* **Brano fornito**
════
Un chirurgo plastico e un dipendente di una ditta di autodemolizioni con sede a Desio sono stati prelevati martedì all’alba dalla Polizia di Stato di Milano in quanto colpiti da un’ordinanza di custodia cautelare in carcere – emessa dal gip del Tribunale di Milano – perché accusati di associazione mafiosa. Secondo le indagini, condotte dagli agenti della Squadra Mobile di Milano negli anni 2013 e 2014 e coordinate dalla locale Direzione Distrettuale Antimafia, i due apparterrebbero alla “locale” di ‘ndrangheta di Desio.
Il primo, Arturo S., 42 anni, incensurato, il medico, avrebbe consentito ai membri del clan e parenti l’accesso all’ospedale milanese Niguarda (all’oscuro di tutto) per visite ed operazioni senza appuntamento. L’altro, Ignazio M., 40 anni, l’autodemolitore, già coinvolto nell’inchiesta Infinito, avrebbe fornito armi e fatto da ponte tra i clan calabresi e Cosa Nostra. Entrambi sono accusati di 416-bis. Secondo le accuse, sarebbero affiliati al clan Iamonte Moscato della locale di Desio.
════
* **Consegne dei compiti**
1) Spiega in una, due o tre frasi per quale motivo, secondo il brano sugli arresti per 'ndrangheta, i due uomini sono stati prelevati dalla Polizia di Stato di Milano.
2) Prosegui il brano sugli arresti per 'ndrangheta a partire dall'ultima frase riportata.
I record costituiscono materiale separato e indipendente dal brano sugli arresti per 'ndrangheta.

* **Contenuto del dataset**
════
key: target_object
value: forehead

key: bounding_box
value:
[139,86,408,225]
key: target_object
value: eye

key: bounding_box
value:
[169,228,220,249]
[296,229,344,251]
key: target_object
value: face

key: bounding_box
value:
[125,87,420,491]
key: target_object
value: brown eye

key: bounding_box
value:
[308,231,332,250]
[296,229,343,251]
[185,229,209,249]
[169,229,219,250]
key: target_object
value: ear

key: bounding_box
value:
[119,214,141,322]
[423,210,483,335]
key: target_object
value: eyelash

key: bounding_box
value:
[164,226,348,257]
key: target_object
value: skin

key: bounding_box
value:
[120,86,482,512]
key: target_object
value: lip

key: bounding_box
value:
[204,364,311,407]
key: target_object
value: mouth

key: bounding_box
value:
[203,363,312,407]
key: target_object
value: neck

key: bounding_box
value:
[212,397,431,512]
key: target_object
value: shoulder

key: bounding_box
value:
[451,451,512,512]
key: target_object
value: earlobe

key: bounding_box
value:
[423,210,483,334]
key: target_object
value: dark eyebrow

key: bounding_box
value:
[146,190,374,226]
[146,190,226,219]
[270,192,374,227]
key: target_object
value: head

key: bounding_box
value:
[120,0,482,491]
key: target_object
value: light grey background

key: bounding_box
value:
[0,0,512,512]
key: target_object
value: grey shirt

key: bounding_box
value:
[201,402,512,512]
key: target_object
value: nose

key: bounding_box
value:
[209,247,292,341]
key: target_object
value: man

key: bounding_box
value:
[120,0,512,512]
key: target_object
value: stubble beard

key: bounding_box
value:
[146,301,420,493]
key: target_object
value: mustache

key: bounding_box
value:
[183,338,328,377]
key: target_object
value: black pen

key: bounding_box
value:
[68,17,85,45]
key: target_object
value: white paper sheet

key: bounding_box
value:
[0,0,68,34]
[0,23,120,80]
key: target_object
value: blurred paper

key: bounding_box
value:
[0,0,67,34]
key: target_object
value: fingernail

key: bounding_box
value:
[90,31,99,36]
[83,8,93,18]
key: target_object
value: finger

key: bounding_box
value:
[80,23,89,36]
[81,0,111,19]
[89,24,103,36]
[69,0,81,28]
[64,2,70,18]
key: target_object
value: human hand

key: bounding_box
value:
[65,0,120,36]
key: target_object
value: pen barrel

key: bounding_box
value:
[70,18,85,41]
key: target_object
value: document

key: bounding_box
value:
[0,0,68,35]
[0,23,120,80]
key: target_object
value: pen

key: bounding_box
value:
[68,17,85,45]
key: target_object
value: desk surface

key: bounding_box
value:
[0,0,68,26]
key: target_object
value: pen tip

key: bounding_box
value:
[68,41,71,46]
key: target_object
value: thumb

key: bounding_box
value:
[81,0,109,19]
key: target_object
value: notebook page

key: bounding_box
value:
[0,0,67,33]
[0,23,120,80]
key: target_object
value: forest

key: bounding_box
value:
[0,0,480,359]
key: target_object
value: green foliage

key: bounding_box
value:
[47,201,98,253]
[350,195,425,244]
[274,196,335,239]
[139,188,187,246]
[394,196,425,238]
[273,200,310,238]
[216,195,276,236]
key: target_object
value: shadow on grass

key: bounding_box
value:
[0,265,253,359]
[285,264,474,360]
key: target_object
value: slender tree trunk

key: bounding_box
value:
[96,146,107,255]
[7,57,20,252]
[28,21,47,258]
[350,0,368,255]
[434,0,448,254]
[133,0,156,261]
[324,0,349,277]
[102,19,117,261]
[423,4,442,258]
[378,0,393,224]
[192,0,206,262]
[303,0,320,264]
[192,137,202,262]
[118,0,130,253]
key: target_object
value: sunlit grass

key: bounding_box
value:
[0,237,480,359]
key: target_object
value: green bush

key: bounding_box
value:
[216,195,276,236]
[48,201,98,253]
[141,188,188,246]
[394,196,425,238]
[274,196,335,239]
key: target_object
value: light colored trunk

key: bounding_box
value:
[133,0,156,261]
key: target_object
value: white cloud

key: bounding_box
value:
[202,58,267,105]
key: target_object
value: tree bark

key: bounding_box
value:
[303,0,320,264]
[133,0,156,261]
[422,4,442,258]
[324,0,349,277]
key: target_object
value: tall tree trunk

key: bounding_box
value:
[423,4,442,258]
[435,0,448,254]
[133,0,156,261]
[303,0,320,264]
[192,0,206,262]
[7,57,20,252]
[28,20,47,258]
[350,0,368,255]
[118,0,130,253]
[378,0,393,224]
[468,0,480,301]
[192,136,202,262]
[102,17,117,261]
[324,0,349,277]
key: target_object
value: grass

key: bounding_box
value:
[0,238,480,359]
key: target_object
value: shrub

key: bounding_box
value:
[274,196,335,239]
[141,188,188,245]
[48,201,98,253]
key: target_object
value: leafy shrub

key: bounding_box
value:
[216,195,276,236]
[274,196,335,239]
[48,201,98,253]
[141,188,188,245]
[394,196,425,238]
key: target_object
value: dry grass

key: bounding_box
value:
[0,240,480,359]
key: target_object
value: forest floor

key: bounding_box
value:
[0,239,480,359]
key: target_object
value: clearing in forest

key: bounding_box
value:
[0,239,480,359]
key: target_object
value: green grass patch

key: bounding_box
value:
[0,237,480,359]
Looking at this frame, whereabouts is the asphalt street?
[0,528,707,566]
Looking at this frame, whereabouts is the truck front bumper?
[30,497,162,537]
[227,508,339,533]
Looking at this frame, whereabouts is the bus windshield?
════
* **Risposte ai compiti**
1) Sono stati prelevati perché colpiti da un'ordinanza di custodia cautelare in carcere emessa dal gip del Tribunale di Milano. Sono infatti accusati di associazione mafiosa e, secondo le indagini, apparterrebbero alla "locale" di 'ndrangheta di Desio.

2)
I due avrebbero riscosso crediti per conto di alcuni sodali detenuti, provvedendo inoltre al loro sostentamento. A Ignazio M. sono state sequestrate armi verosimilmente al servizio del clan, una Mauser, arma da guerra, e una Beretta clandestina, quest’ultima custodita da un dipendente della ditta di autorimessa per la quale lavorava. Un capannone videosorvegliato dove, secondo gli investigatori, sarebbero avvenuti gli incontri tra affiliati.
Ignazio M., siciliano di origine, inoltre, sarebbe stato autorizzato dal clan a risolvere i contrasti tra gli affiliati di ’ndrangheta calabrese e Cosa Nostra. Secondo quanto emerso dalle indagini sarebbe stato in contatto con varie famiglie mafiose siciliane e con Giuseppe Pensabene, il”banchiere della ’ndrangheta” arrestato nell’ambito dell’operazione Tibet, presunto capo della locale di Desio.